▸ SUPPLIED MATERIAL:
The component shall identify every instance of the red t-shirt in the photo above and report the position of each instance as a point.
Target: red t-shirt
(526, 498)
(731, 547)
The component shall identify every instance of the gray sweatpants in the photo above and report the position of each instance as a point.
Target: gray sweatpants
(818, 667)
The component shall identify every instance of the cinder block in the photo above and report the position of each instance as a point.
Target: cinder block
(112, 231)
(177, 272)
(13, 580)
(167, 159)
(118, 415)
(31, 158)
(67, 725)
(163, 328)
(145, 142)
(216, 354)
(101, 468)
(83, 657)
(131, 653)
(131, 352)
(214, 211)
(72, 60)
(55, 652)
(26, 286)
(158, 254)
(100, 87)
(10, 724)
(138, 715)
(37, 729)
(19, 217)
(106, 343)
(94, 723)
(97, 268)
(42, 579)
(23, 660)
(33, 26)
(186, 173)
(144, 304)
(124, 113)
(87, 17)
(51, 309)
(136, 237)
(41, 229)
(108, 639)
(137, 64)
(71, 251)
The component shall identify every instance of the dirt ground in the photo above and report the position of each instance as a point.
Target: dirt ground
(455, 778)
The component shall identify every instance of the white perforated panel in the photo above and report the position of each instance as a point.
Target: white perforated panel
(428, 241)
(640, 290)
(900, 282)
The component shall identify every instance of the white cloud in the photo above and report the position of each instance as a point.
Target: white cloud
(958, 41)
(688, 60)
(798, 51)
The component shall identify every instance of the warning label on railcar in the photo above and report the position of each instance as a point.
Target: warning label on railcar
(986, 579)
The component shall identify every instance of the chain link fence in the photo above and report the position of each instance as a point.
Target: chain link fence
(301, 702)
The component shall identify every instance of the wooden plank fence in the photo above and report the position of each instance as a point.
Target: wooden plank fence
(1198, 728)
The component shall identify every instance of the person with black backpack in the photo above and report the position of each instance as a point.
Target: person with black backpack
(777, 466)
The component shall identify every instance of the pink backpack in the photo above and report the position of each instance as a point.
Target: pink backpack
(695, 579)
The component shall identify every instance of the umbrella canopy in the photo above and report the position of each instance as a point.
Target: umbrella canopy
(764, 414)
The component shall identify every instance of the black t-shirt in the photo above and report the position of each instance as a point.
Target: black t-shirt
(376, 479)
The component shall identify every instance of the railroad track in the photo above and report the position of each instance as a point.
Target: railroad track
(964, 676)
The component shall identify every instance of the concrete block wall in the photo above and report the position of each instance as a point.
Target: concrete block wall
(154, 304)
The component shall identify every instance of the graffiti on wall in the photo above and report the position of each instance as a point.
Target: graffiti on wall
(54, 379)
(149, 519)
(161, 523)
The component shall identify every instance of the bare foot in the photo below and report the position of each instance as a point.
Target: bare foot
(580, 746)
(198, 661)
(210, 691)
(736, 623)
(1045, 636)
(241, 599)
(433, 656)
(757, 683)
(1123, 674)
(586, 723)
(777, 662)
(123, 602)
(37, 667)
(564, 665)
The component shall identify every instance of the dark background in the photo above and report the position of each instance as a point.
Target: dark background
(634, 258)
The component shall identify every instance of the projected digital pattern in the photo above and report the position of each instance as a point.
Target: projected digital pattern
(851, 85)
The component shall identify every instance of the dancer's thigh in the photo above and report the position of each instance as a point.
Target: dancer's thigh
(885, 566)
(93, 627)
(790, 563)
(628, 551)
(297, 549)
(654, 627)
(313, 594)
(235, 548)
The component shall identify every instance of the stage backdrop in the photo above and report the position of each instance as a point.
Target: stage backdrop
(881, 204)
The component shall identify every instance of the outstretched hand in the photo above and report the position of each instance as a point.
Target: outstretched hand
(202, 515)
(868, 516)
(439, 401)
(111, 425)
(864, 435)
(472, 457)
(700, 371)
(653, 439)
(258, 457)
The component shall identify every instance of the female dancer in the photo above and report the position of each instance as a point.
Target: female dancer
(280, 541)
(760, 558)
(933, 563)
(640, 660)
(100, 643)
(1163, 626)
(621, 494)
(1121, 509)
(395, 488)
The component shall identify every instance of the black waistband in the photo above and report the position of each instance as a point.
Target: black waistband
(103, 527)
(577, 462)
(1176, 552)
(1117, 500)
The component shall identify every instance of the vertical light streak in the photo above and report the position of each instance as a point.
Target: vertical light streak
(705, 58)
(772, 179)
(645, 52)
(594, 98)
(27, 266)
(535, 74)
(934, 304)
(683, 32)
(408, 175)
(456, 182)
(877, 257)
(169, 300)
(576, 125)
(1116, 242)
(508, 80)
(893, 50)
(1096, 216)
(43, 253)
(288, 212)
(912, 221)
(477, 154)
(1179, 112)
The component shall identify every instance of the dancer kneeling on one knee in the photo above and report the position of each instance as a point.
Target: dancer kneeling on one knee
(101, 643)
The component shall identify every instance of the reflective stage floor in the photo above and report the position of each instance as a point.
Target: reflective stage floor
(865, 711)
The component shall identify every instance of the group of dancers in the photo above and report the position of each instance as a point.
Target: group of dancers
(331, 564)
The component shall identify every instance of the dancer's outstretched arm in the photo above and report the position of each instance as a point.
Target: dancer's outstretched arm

▸ PROBLEM DETAILS: Restate every record word for word.

▸ EXERCISE SOLUTION:
The component shall identify every instance of the red t-shirt in the photo above and report the position of each instance as a point.
Target: red t-shirt
(526, 498)
(731, 547)
The component shall identify every instance of the gray sweatpants in the photo above and report the position of each instance as a point.
Target: gray sweatpants
(818, 667)
The component shall identify every instance of the cinder block in the photo above and report the position of each instance as a point.
Target: cinder block
(112, 231)
(177, 272)
(13, 580)
(167, 159)
(118, 415)
(31, 158)
(67, 725)
(163, 328)
(145, 142)
(216, 354)
(101, 468)
(83, 657)
(131, 653)
(131, 352)
(214, 211)
(72, 60)
(55, 652)
(26, 286)
(158, 254)
(100, 87)
(10, 724)
(138, 715)
(37, 729)
(19, 217)
(106, 343)
(94, 723)
(97, 268)
(42, 579)
(23, 660)
(33, 26)
(186, 173)
(144, 304)
(124, 113)
(87, 17)
(51, 309)
(136, 237)
(41, 229)
(108, 639)
(137, 64)
(71, 251)
The component shall identify every instance of the dirt ground in the photo above and report the position of each instance as a point.
Target: dirt ground
(455, 778)
The component shall identify every instance of the white perforated panel in the photo above and report the position of each instance as a point.
Target: white perforated panel
(428, 241)
(640, 290)
(900, 282)
The component shall identify every instance of the white cloud in the photo above and report the position of each instance as a point.
Target: white cloud
(958, 41)
(688, 60)
(798, 51)
The component shall identify every instance of the warning label on railcar in the photo above and report the position of each instance as a point.
Target: warning label on railcar
(986, 579)
The component shall identify every instance of the chain link fence in the photo above and report the position of each instance as a point.
Target: chain link fence
(301, 702)
The component shall identify every instance of the wooden plank fence in the photo above and report the position of each instance as a point.
Target: wooden plank fence
(1198, 728)
The component shall identify every instance of the person with black backpack in the photo above and report the position of each instance as a point.
Target: person with black backpack
(777, 466)
The component shall identify every instance of the pink backpack in the photo above and report the position of each instance as a point.
Target: pink backpack
(695, 579)
The component shall identify every instance of the umbrella canopy in the photo above and report the position of each instance as a point.
Target: umbrella canopy
(764, 414)
The component shall identify every instance of the black t-shirt in the photo above and report the position of each instance as a point.
Target: black t-shirt
(376, 479)
The component shall identify every instance of the railroad track in the photo above and report the position of each instance as a point.
Target: railroad track
(964, 676)
The component shall identify every instance of the concrete block wall in the photo above and report the position of each instance as a point.
Target: concrete block wall
(154, 304)
The component shall identify every instance of the graffiti on wall in the photo above and report the position of each instance as a point.
Target: graffiti on wall
(54, 379)
(149, 519)
(161, 523)
The component shall identify every instance of the bare foot in the photo below and report the position of each instance as a point.
Target: bare foot
(580, 746)
(198, 661)
(210, 691)
(736, 623)
(1045, 636)
(241, 599)
(433, 656)
(757, 683)
(1123, 674)
(586, 723)
(777, 662)
(123, 602)
(37, 667)
(564, 665)
The component shall identify every instance of the dark background in the photo above and report the position of each instance as a point.
Target: dark background
(634, 258)
The component shall identify every instance of the projected digital pattern in the photo above and report the position of each instance as a point.
Target: projected digital pattern
(851, 85)
The component shall identify every instance of the dancer's thigh in the photo above and report the position of each instance as a point.
Target: dancer's thigh
(885, 566)
(93, 627)
(790, 563)
(628, 551)
(297, 549)
(654, 627)
(313, 594)
(235, 548)
The component shall identify every instance of the stage backdrop in the photo above and report the position of each instance as a point.
Target: stage backdrop
(881, 204)
The component shall identify every instance of the outstretched hand in the photo above and report the position of each instance as a point.
Target: outstretched hand
(202, 515)
(868, 516)
(439, 401)
(111, 425)
(864, 435)
(472, 457)
(700, 371)
(653, 439)
(258, 457)
The component shall identify every instance of the female dancer in the photo above and report the position of each instance as a point.
Target: female dancer
(280, 541)
(760, 558)
(933, 563)
(640, 660)
(100, 643)
(1163, 626)
(621, 494)
(1121, 509)
(395, 488)
The component shall identify every instance of the black waistband in the photo above and report the position of each instance as a point.
Target: black waistband
(103, 527)
(577, 462)
(1176, 552)
(1117, 500)
The component shall identify every instance of the vertical light streak in the photo above and report the position of each instance as a point.
Target: vertical light streak
(705, 58)
(772, 179)
(645, 52)
(594, 98)
(27, 266)
(535, 74)
(934, 304)
(683, 32)
(408, 175)
(456, 182)
(877, 257)
(169, 300)
(576, 125)
(1116, 242)
(508, 80)
(893, 50)
(1096, 216)
(43, 253)
(288, 212)
(912, 221)
(477, 154)
(1179, 112)
The component shall identify every instance of the dancer kneeling on one knee in the photo above and report the position of each instance as a point.
Target: dancer kneeling on one knee
(101, 643)
The component shall identify every instance of the reflective stage floor in the photo above and report the position of each instance as a point.
Target: reflective stage floor
(865, 711)
The component shall identify every instance of the group of dancers in the photo above and report the position of each instance as a point.
Target: group of dancers
(331, 564)
The component shall identify every instance of the dancer's outstretched arm in the photo above and report the position of each instance as a point.
Target: dancer's outstretched arm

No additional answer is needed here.